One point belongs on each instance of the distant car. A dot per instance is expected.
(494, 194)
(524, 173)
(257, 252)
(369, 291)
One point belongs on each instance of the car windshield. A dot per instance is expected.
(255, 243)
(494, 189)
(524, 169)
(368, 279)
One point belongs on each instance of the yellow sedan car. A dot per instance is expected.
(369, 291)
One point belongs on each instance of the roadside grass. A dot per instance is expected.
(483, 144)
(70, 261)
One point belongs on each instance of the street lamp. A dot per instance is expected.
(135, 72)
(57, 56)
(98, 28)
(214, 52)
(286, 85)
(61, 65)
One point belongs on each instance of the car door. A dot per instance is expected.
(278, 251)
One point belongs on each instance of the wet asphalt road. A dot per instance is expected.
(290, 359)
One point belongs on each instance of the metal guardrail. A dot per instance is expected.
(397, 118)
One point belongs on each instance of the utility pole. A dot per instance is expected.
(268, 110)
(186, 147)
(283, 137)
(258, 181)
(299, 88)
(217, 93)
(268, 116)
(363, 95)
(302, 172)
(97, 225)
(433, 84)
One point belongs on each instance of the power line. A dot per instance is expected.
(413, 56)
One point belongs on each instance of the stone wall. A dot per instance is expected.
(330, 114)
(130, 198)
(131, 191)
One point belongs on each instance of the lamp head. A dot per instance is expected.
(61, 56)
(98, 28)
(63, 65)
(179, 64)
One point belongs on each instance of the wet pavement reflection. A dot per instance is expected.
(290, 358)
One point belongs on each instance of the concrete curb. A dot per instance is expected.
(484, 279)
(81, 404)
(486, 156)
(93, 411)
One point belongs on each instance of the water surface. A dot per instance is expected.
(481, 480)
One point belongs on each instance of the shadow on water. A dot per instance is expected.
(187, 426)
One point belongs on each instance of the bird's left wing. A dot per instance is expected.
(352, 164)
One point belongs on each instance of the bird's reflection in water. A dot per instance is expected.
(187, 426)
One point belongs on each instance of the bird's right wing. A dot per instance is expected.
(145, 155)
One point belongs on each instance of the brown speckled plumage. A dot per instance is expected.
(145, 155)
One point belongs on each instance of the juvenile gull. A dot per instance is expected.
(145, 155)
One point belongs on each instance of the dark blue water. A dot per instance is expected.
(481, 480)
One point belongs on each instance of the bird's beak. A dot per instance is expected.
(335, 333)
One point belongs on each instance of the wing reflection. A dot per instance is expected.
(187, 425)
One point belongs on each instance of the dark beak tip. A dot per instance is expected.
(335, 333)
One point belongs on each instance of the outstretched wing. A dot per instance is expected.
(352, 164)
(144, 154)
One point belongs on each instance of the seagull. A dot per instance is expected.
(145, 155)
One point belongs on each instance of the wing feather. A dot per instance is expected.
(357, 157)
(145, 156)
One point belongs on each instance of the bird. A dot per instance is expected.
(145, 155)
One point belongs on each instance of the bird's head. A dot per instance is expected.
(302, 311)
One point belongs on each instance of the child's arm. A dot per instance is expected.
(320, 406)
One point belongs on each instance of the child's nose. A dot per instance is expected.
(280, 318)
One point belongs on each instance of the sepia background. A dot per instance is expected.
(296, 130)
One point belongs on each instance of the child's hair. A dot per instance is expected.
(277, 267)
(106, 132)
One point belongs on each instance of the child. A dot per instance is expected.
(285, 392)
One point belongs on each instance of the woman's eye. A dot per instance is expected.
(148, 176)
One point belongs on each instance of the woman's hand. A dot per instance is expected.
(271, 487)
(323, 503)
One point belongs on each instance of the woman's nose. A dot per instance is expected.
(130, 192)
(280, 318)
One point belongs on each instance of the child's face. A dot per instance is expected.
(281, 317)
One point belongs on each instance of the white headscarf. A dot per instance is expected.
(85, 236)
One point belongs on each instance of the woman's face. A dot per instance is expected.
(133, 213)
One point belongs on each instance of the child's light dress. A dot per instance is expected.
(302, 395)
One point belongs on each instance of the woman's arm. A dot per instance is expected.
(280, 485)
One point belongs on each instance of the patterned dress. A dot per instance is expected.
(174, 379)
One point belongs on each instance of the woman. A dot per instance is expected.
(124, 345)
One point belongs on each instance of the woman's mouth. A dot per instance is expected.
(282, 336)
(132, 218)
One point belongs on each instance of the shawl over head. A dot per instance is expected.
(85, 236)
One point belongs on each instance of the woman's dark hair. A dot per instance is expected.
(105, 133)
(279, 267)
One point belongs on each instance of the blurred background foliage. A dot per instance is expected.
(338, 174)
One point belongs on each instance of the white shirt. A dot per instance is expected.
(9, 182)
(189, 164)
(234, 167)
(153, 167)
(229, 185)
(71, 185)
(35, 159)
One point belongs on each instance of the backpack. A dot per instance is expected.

====

WHAT THIS TASK INVOLVES
All of the material must be reproduced exactly.

FULL OUTPUT
One point belongs on each instance of the distant car. A dot per instance is expected.
(494, 194)
(524, 173)
(257, 252)
(369, 291)
One point belongs on each instance of the car windshield. A dot per instance is expected.
(255, 243)
(494, 189)
(524, 169)
(368, 279)
One point belongs on each instance of the yellow sedan car. A dot per instance is expected.
(369, 291)
One point belongs on each instance of the roadside grass. A dot per instance is expected.
(483, 144)
(70, 261)
One point belongs on each instance of the street lamp. A dot per instance is expected.
(135, 72)
(57, 56)
(98, 28)
(214, 52)
(286, 85)
(61, 65)
One point belongs on each instance of the car door. A dot per instance is expected.
(278, 251)
One point belongs on each instance of the wet asphalt road. A dot per instance is expected.
(290, 359)
One point belongs on each instance of the metal guardrail. A dot per instance is expected.
(397, 118)
One point belongs on each instance of the utility pole. A dot per instance is expected.
(268, 110)
(186, 147)
(283, 137)
(258, 181)
(299, 88)
(217, 93)
(268, 116)
(363, 95)
(302, 172)
(97, 225)
(433, 84)
One point belongs on each instance of the power line. A dot per instance is expected.
(413, 56)
One point belongs on each instance of the stone wall. A dot per instance is expected.
(330, 114)
(130, 198)
(131, 191)
One point belongs on each instance of the lamp head. A dot per instance is expected.
(61, 56)
(98, 28)
(63, 65)
(179, 64)
One point belongs on each instance of the wet pavement reflection. A dot per instance is expected.
(290, 358)
One point belongs on each instance of the concrete curb. A dot per instance is expected.
(484, 279)
(81, 404)
(486, 156)
(93, 411)
One point belongs on each instance of the water surface. A dot per instance is expected.
(481, 480)
One point belongs on each instance of the shadow on water. A dot per instance is expected.
(187, 426)
One point belongs on each instance of the bird's left wing. A dot per instance is expected.
(352, 164)
One point belongs on each instance of the bird's reflection in water. A dot per instance is expected.
(187, 426)
One point belongs on each instance of the bird's right wing. A dot per instance is expected.
(145, 155)
One point belongs on each instance of the brown speckled plumage. A dot per instance is expected.
(145, 155)
One point belongs on each instance of the juvenile gull. A dot per instance is expected.
(145, 155)
One point belongs on each instance of the dark blue water. A dot per instance is expected.
(481, 480)
One point belongs on each instance of the bird's beak. A dot per instance is expected.
(335, 333)
One point belongs on each instance of the wing reflection. A dot per instance is expected.
(187, 425)
One point belongs on each instance of the dark beak tip. A dot per instance is expected.
(335, 333)
One point belongs on each instance of the outstretched wing. A dot per instance is expected.
(352, 164)
(144, 154)
One point belongs on each instance of the seagull. A dot per instance is expected.
(145, 155)
One point belongs on each instance of the wing feather. A dot per instance is expected.
(357, 157)
(145, 156)
One point belongs on each instance of the bird. A dot per instance is expected.
(145, 155)
One point belongs on each instance of the bird's head. A dot per instance is expected.
(302, 311)
One point belongs on each instance of the child's arm. A dot per instance is expected.
(320, 406)
One point belongs on each instance of the child's nose. A dot per instance is expected.
(280, 318)
One point belongs on each instance of the sepia background. A dot per instance is expected.
(296, 130)
One point belongs on each instance of the child's hair. A dot per instance is expected.
(277, 267)
(106, 132)
One point belongs on each instance of the child. A dot per instance is expected.
(285, 392)
One point belongs on each instance of the woman's eye. A dot per instance is expected.
(148, 176)
One point belongs on each instance of the woman's hand. A dot per instance is expected.
(271, 487)
(323, 503)
One point belongs on each instance of the woman's nose. A dot per instance is expected.
(130, 192)
(280, 318)
One point belongs on each instance of the child's face. A dot per instance is expected.
(281, 317)
One point belongs on each instance of the white headscarf. A dot per instance is expected.
(85, 236)
One point belongs on each instance of the woman's face. A dot per instance is expected.
(133, 213)
One point belongs on each instance of the child's light dress. A dot per instance is expected.
(302, 395)
One point belongs on each instance of the woman's arm. A dot per instance is expected.
(280, 485)
One point belongs on each instance of the patterned dress. A dot per instance is expected.
(174, 379)
One point belongs on each instance of the woman. A dot per instance is expected.
(124, 345)
One point belongs on each instance of the woman's mouth. A dot per instance is expected.
(282, 336)
(132, 218)
One point belongs on each instance of the shawl over head. A dot per instance is expected.
(85, 236)
One point belongs on each instance of the woman's dark hair. A dot per instance is expected.
(105, 133)
(279, 267)
One point belongs on each instance of the blurred background foliage. A dot per instance is expected.
(338, 174)
One point belongs on each instance of the white shirt. A dot per instance is expected.
(9, 182)
(189, 164)
(234, 167)
(153, 167)
(229, 185)
(71, 185)
(35, 159)
One point belongs on each instance of the backpack. A dot per instance is expected.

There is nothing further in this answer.